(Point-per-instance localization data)
-=-=-

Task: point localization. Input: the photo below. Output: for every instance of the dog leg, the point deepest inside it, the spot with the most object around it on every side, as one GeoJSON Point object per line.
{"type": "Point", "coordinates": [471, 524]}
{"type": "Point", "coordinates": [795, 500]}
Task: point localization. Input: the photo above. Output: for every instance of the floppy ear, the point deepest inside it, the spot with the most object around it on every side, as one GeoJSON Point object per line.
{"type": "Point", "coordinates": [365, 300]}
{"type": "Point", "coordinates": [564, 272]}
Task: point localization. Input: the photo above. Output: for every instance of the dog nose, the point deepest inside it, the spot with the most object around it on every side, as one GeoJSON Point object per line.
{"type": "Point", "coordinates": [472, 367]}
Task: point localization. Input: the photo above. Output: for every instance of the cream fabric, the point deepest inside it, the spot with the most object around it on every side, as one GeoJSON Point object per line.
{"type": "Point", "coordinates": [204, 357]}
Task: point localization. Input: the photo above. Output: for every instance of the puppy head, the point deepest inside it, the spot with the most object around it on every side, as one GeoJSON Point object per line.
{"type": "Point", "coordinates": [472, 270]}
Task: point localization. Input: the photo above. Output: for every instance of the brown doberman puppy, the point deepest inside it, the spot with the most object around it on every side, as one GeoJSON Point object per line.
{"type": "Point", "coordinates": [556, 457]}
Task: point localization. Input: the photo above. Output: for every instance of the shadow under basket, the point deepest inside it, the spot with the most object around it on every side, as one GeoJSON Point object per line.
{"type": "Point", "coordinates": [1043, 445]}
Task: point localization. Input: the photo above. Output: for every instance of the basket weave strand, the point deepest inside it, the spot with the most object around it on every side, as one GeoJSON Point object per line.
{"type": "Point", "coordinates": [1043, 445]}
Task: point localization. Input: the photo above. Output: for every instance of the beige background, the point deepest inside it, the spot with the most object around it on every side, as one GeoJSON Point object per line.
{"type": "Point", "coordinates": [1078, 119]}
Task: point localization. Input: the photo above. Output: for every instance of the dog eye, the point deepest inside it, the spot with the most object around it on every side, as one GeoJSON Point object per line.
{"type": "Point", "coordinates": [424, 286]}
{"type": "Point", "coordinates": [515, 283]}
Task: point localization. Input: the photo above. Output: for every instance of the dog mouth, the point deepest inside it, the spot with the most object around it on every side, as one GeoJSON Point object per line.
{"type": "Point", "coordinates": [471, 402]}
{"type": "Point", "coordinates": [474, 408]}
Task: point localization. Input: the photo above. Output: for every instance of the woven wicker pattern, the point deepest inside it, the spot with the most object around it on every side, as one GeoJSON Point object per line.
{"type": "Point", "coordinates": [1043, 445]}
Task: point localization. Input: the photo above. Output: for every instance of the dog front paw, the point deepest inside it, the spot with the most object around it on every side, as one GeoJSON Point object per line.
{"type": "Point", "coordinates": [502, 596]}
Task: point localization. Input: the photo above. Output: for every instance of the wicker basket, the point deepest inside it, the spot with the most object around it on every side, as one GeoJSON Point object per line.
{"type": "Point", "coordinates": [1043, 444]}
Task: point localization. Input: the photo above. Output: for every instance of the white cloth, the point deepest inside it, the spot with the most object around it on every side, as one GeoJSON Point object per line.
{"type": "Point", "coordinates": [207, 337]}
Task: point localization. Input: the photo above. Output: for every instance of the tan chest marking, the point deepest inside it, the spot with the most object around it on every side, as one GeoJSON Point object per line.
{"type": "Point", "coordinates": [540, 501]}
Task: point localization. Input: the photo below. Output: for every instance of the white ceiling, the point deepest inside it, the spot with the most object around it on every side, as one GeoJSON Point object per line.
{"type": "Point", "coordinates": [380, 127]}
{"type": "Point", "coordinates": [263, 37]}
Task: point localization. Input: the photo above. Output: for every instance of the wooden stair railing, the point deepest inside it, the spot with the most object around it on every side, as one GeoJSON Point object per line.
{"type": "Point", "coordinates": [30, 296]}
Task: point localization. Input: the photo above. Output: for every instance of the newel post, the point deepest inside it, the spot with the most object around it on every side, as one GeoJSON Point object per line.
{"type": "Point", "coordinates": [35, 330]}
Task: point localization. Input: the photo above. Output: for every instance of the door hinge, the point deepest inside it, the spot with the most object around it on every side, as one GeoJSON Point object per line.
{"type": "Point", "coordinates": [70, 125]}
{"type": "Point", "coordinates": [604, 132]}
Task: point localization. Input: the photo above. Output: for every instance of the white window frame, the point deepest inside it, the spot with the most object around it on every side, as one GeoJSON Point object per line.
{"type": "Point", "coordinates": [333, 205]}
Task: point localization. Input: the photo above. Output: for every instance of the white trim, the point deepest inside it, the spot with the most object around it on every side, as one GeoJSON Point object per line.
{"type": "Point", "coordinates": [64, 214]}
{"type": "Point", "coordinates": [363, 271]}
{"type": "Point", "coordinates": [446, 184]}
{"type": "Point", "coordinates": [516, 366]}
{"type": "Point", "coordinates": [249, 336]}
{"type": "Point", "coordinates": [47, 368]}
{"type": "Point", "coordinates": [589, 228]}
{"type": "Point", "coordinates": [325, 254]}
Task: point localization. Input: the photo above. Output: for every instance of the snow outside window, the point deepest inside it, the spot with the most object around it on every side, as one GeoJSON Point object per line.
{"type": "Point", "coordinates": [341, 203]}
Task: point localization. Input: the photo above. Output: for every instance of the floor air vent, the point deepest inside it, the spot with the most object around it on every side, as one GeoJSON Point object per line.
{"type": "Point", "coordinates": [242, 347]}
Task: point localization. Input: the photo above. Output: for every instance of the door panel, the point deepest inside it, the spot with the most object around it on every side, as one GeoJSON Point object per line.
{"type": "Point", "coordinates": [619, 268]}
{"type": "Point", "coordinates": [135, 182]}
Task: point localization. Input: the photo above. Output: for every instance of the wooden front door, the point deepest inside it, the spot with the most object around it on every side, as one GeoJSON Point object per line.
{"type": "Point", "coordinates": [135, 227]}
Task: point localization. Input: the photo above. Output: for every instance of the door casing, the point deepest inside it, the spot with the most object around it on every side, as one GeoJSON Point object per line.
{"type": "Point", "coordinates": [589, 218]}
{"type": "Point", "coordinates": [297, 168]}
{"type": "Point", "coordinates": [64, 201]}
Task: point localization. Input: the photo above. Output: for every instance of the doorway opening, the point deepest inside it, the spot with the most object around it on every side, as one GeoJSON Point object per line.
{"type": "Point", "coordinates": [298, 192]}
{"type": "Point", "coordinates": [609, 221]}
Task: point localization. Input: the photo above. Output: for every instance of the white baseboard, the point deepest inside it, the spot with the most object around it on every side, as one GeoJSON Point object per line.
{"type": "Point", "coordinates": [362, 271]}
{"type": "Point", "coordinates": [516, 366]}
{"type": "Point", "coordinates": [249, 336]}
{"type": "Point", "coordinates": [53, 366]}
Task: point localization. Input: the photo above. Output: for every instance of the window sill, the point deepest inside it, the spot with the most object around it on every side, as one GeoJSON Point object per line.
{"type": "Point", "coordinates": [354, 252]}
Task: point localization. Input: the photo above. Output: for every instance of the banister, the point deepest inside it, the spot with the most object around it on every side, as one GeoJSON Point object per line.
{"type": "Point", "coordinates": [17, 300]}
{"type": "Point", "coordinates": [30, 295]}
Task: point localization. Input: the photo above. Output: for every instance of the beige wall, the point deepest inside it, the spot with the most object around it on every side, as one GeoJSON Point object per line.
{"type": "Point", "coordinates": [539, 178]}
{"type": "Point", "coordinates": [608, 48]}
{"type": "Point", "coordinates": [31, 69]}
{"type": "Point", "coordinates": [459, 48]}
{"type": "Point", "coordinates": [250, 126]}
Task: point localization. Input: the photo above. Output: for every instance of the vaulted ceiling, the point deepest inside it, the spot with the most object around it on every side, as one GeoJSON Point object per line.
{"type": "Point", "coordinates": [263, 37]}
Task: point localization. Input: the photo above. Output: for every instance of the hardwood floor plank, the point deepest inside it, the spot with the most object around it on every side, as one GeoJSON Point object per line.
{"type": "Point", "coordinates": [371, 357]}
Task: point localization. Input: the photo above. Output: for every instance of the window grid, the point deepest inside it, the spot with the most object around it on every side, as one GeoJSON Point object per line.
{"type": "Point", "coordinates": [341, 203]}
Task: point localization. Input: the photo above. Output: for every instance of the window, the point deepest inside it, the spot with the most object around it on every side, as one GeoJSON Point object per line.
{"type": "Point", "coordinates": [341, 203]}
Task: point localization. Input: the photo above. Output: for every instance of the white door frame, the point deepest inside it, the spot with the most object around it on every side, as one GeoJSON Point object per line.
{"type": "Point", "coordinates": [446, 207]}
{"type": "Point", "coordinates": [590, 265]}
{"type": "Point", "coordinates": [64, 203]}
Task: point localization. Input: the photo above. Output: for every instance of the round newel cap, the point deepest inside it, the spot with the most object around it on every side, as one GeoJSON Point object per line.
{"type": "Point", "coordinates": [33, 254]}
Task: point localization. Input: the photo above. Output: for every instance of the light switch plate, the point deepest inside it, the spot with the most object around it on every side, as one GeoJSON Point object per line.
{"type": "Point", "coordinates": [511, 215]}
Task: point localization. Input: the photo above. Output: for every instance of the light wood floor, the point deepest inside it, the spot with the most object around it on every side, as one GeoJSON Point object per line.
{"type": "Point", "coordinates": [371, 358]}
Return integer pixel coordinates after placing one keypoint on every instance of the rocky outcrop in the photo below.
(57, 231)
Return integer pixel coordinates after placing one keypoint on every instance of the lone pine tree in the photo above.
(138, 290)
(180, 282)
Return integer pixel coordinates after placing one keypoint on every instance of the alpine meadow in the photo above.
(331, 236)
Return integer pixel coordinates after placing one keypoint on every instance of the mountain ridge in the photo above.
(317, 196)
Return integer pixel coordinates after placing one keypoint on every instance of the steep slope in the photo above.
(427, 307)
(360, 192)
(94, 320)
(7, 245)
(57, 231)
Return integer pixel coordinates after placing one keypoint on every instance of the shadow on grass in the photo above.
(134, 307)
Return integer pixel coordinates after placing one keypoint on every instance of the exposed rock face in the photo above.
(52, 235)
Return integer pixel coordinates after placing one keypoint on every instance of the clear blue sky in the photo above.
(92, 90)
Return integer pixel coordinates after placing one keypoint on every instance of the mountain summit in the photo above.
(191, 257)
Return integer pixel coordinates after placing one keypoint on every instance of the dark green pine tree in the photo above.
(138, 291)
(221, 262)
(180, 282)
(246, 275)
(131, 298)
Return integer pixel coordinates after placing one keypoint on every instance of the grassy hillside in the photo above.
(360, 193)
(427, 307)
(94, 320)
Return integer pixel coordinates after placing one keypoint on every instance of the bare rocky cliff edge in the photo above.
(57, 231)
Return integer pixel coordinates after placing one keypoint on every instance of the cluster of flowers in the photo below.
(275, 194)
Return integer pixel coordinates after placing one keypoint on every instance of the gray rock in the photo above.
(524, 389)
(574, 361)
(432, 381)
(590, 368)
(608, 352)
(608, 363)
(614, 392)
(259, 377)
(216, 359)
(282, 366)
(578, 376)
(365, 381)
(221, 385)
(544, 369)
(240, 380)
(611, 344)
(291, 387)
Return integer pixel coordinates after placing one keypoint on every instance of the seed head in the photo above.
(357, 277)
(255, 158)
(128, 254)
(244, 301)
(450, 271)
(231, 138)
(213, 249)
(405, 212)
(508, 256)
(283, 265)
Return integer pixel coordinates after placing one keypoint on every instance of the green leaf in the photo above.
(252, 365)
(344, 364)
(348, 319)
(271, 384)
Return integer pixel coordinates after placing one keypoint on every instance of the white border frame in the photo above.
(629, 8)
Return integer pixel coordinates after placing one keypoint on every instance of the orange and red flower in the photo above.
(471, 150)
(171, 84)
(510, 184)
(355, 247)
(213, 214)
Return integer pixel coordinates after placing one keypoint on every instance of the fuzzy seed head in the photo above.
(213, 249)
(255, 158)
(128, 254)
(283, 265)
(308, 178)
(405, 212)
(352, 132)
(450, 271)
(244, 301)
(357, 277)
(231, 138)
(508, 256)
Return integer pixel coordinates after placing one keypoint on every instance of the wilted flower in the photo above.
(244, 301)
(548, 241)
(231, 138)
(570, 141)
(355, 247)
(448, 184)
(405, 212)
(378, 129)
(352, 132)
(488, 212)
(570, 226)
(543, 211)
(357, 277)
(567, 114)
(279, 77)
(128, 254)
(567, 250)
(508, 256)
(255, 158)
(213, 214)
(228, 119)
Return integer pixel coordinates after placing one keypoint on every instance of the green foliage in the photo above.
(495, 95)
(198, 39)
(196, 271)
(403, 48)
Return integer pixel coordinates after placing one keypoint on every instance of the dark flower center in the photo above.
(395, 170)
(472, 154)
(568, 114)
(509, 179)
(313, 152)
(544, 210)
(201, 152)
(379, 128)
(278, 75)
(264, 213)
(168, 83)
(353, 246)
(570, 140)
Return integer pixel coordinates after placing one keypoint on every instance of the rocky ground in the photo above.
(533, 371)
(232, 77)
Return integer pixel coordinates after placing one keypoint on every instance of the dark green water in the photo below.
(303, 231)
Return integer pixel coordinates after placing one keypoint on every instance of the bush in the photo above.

-=-=-

• [ACTIVITY] Print exactly the lines between the line with "center in the photo above." and the final line of the records above, both included.

• [ANSWER TO THIS TASK]
Return integer pixel coordinates after placing one keypoint on every instance of the dark flower center in the photo above.
(395, 170)
(472, 154)
(568, 114)
(509, 179)
(313, 152)
(544, 210)
(201, 152)
(379, 128)
(278, 75)
(264, 213)
(168, 83)
(353, 246)
(570, 140)
Return integer pixel coordinates after placing one keypoint on every instance of the rocky ground in the photo above.
(533, 371)
(232, 77)
Return integer pixel coordinates after placing one keypoint on every instance of the dark green water in the photo below.
(303, 231)
Return integer pixel coordinates after placing one keypoint on every instance of the bush in the photo above.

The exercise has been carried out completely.